EXERCISE ::
From the material below, pull out each line containing the word "roof" and copy it unchanged.

Data records
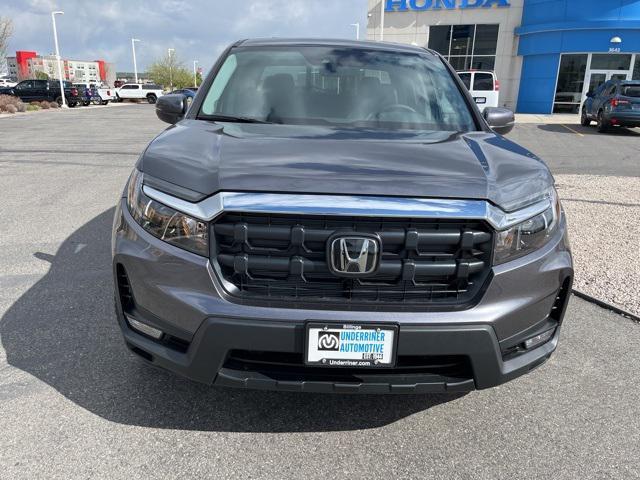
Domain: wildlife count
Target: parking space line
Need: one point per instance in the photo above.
(572, 130)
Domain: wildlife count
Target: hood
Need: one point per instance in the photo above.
(208, 157)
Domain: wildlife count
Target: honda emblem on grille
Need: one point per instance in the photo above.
(353, 255)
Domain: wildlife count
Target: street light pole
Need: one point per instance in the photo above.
(135, 65)
(170, 51)
(195, 74)
(55, 40)
(382, 20)
(357, 25)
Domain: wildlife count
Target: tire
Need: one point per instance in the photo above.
(603, 125)
(584, 120)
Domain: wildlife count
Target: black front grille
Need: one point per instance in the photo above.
(282, 259)
(291, 366)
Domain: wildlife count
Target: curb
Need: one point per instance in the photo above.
(606, 305)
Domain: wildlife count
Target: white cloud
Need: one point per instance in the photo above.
(197, 29)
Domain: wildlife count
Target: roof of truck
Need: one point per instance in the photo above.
(389, 46)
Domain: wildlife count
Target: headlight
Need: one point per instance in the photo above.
(165, 223)
(529, 235)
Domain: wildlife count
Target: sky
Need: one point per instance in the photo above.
(196, 29)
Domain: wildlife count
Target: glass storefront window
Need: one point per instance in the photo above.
(460, 63)
(484, 63)
(439, 39)
(466, 46)
(486, 40)
(570, 83)
(608, 61)
(462, 39)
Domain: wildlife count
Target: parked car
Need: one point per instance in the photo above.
(92, 93)
(339, 217)
(7, 83)
(137, 91)
(614, 103)
(483, 85)
(47, 90)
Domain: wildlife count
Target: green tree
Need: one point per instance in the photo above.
(170, 71)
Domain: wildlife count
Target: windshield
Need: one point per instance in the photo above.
(347, 87)
(632, 90)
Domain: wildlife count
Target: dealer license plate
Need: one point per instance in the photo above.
(359, 345)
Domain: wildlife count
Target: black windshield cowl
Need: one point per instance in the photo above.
(232, 119)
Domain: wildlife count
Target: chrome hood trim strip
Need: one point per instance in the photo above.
(349, 205)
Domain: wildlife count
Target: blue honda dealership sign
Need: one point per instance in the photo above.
(406, 5)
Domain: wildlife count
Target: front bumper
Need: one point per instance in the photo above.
(178, 293)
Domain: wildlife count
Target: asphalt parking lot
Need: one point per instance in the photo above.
(75, 404)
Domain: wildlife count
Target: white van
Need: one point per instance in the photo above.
(483, 85)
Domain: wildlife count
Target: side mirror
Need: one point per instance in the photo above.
(501, 120)
(171, 108)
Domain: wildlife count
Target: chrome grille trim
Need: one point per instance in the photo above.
(349, 205)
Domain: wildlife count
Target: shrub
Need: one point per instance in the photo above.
(7, 100)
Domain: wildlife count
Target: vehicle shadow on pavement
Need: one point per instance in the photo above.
(591, 130)
(63, 331)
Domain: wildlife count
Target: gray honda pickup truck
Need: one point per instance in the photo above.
(338, 216)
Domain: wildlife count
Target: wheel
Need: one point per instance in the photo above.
(603, 125)
(584, 120)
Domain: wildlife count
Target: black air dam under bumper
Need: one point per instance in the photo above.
(204, 361)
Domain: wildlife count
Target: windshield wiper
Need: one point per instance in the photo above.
(232, 119)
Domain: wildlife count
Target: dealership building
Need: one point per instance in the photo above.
(547, 54)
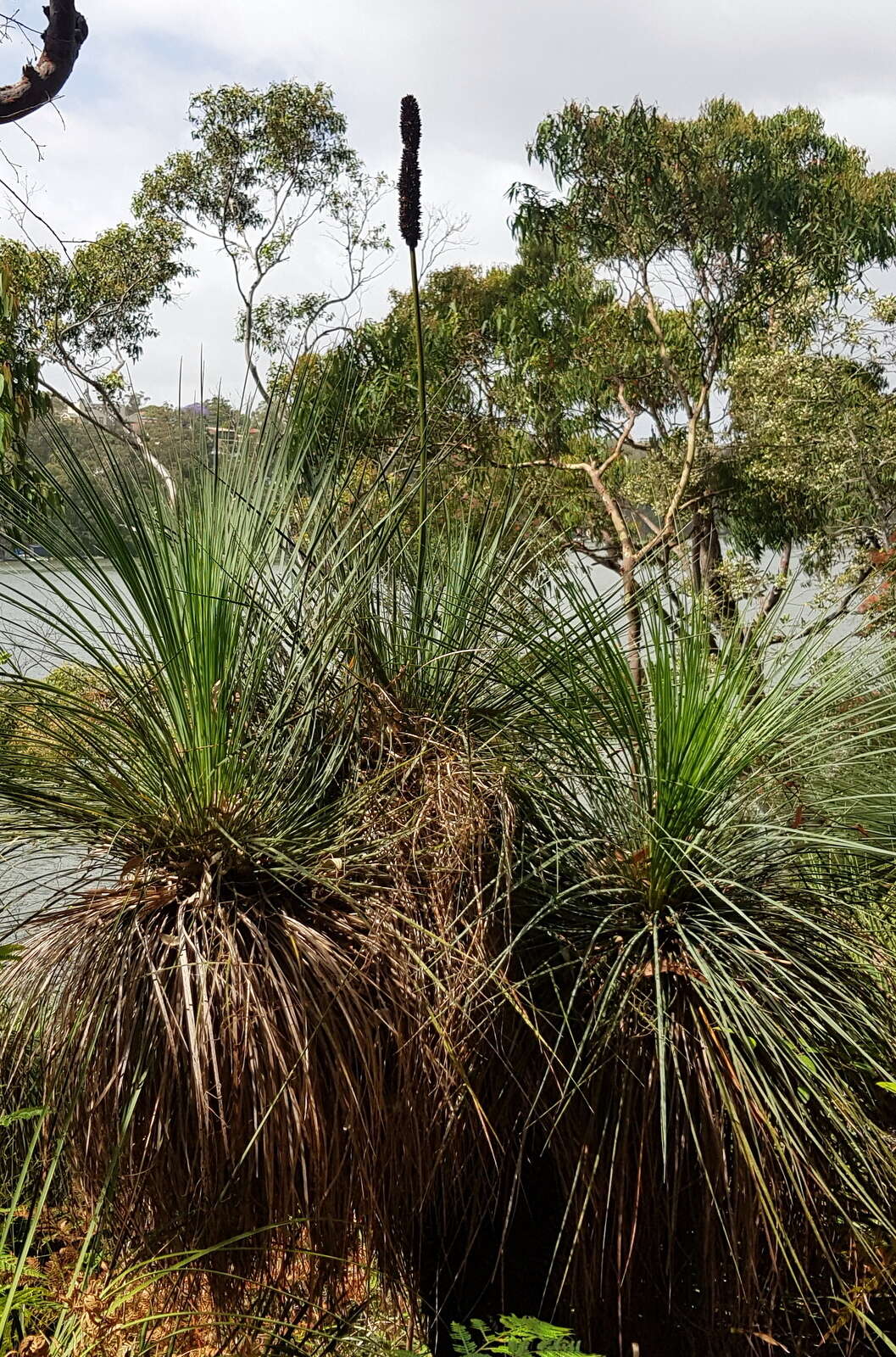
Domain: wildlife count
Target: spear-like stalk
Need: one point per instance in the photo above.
(409, 227)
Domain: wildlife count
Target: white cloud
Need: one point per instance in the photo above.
(486, 71)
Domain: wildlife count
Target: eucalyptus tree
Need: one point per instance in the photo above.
(270, 167)
(712, 231)
(86, 314)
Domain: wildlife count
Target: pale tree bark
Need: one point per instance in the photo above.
(40, 83)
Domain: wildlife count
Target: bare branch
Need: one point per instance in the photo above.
(40, 83)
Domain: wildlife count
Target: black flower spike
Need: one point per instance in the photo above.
(409, 176)
(409, 122)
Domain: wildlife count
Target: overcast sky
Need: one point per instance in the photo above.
(484, 71)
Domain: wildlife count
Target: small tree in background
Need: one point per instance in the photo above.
(267, 165)
(712, 231)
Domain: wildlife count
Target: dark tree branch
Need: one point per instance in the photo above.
(40, 83)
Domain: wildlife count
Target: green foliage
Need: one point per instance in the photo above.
(266, 165)
(762, 208)
(514, 1337)
(20, 398)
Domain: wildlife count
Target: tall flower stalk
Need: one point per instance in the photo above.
(409, 228)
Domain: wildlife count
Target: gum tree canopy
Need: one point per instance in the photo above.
(42, 81)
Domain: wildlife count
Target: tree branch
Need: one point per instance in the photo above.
(40, 83)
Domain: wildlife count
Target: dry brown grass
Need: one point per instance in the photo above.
(253, 1064)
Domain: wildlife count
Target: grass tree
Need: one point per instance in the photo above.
(259, 1013)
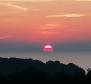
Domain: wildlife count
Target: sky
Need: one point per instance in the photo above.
(42, 22)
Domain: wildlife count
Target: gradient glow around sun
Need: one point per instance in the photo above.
(48, 48)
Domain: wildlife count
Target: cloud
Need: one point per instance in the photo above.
(14, 6)
(66, 15)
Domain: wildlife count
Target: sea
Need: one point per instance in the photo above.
(82, 59)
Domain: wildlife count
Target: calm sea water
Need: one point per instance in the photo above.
(83, 59)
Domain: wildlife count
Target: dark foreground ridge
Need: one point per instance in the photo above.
(28, 71)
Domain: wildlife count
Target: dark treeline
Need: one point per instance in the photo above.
(28, 71)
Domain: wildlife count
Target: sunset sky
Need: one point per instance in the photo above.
(45, 21)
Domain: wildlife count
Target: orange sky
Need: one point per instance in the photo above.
(45, 21)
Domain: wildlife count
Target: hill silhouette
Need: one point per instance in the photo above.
(29, 71)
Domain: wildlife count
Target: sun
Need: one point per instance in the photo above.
(48, 48)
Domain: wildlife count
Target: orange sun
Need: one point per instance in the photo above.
(48, 48)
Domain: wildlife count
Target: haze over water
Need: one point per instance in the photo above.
(82, 59)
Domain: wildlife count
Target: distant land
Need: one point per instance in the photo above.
(27, 71)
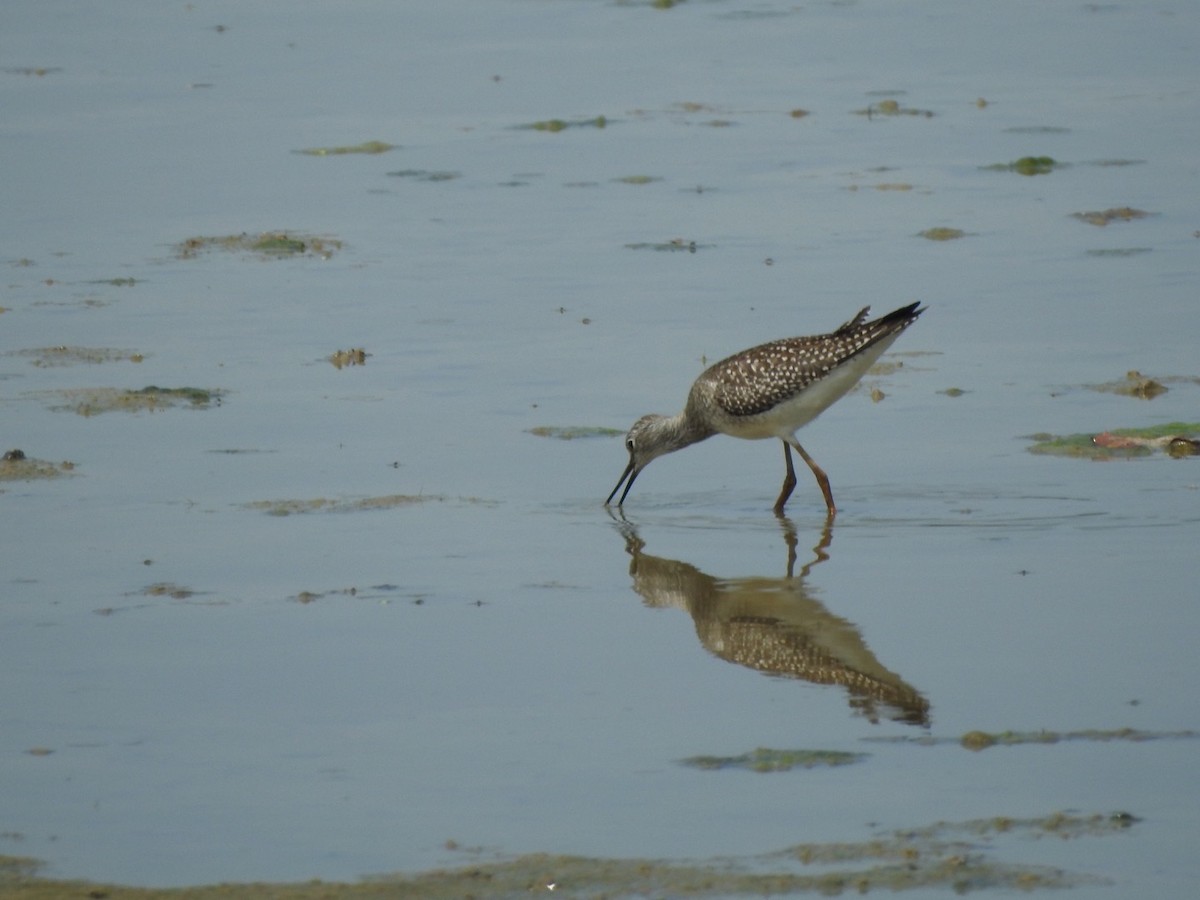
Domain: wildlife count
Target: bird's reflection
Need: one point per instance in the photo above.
(775, 627)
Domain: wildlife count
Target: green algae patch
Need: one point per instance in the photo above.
(1176, 439)
(64, 355)
(353, 357)
(322, 504)
(369, 147)
(959, 857)
(675, 245)
(94, 401)
(16, 466)
(1117, 214)
(574, 432)
(1134, 384)
(557, 125)
(425, 174)
(977, 741)
(166, 588)
(268, 245)
(942, 234)
(767, 760)
(1027, 166)
(891, 107)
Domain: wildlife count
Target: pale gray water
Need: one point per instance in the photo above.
(533, 700)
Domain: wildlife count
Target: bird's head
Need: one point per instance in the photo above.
(648, 439)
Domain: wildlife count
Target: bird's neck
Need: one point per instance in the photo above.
(683, 430)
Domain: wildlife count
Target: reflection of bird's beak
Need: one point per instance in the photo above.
(630, 473)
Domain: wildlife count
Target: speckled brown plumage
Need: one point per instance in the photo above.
(768, 391)
(754, 381)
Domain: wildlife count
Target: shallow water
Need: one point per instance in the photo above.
(198, 690)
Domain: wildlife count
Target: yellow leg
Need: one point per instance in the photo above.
(822, 479)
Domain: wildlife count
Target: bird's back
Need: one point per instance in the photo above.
(772, 389)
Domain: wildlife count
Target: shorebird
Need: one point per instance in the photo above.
(768, 391)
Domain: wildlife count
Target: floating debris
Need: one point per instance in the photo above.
(93, 401)
(1176, 438)
(370, 147)
(959, 857)
(767, 760)
(321, 504)
(556, 125)
(984, 739)
(571, 432)
(671, 246)
(1134, 384)
(1027, 166)
(16, 466)
(891, 107)
(425, 175)
(166, 588)
(942, 234)
(353, 357)
(64, 355)
(1119, 214)
(39, 71)
(269, 245)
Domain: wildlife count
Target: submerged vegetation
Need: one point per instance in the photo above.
(571, 432)
(322, 504)
(948, 856)
(1117, 214)
(65, 355)
(767, 760)
(94, 401)
(1027, 166)
(16, 466)
(370, 147)
(268, 245)
(557, 125)
(1176, 438)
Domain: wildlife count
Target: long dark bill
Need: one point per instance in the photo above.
(628, 473)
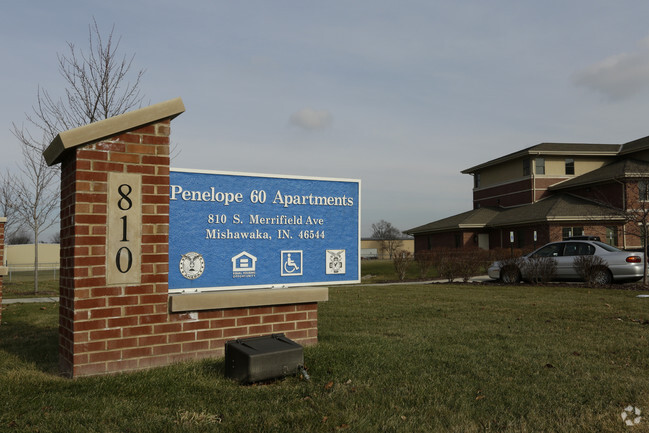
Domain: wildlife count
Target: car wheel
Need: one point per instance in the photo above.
(510, 276)
(602, 277)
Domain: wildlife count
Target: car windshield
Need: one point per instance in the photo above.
(606, 247)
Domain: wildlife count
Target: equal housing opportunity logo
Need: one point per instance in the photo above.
(631, 416)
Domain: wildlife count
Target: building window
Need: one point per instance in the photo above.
(570, 166)
(611, 235)
(569, 232)
(643, 190)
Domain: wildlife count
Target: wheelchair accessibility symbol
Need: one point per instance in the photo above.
(291, 263)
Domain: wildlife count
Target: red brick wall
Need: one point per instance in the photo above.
(2, 246)
(105, 329)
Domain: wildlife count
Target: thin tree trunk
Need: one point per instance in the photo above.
(35, 262)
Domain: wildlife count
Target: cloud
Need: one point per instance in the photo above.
(309, 118)
(620, 76)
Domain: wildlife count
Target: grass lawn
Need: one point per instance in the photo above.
(419, 358)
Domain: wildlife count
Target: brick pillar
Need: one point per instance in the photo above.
(116, 313)
(102, 326)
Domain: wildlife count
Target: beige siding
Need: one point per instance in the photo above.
(23, 255)
(505, 172)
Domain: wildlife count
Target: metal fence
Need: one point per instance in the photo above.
(45, 270)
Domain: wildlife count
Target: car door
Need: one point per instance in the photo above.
(564, 261)
(554, 250)
(570, 251)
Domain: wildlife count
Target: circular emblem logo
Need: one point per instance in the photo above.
(192, 265)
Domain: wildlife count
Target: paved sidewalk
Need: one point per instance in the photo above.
(29, 300)
(53, 299)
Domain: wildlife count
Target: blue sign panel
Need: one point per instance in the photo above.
(240, 231)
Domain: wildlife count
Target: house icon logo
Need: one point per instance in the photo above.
(244, 265)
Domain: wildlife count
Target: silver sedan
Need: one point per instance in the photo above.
(619, 265)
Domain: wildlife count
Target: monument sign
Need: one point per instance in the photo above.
(246, 231)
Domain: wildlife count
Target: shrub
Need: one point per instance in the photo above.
(470, 262)
(510, 270)
(540, 269)
(402, 260)
(425, 260)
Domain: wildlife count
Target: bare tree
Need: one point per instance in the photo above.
(98, 84)
(8, 198)
(389, 236)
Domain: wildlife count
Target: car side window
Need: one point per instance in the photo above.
(552, 250)
(578, 249)
(585, 249)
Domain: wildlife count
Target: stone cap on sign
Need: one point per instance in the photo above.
(247, 298)
(110, 127)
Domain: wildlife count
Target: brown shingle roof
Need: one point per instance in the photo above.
(560, 207)
(618, 170)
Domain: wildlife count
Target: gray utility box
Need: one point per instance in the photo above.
(256, 359)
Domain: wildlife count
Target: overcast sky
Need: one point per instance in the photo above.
(400, 94)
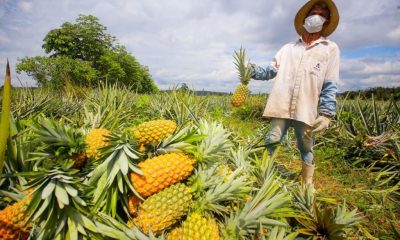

ANSWER TO THIS TASK ::
Target: roof of truck
Target: brown shingle roof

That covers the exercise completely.